Exercise goal
Find each line in the items below that contains the word "water", and copy those lines. Case counts.

Extracted data
•••

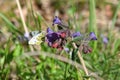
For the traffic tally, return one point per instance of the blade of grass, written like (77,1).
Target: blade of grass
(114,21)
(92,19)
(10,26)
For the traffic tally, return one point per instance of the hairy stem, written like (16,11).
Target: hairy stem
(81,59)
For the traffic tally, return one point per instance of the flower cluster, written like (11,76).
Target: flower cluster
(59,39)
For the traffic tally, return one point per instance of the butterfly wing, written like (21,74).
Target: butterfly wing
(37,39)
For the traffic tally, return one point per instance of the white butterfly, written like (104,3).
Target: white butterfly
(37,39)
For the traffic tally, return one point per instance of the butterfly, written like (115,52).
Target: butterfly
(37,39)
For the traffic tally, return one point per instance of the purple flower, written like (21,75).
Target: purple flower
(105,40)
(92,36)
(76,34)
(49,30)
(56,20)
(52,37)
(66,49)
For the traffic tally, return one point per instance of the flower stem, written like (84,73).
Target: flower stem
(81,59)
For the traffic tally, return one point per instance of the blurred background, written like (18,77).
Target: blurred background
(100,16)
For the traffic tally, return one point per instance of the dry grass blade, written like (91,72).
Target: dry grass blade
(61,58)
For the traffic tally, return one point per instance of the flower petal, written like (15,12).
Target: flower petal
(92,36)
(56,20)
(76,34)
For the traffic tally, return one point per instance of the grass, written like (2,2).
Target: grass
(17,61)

•••

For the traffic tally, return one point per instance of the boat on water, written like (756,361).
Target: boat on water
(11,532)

•••

Result for this task
For the traffic tally, return one point per instance of the boat on water, written like (756,361).
Target: boat on water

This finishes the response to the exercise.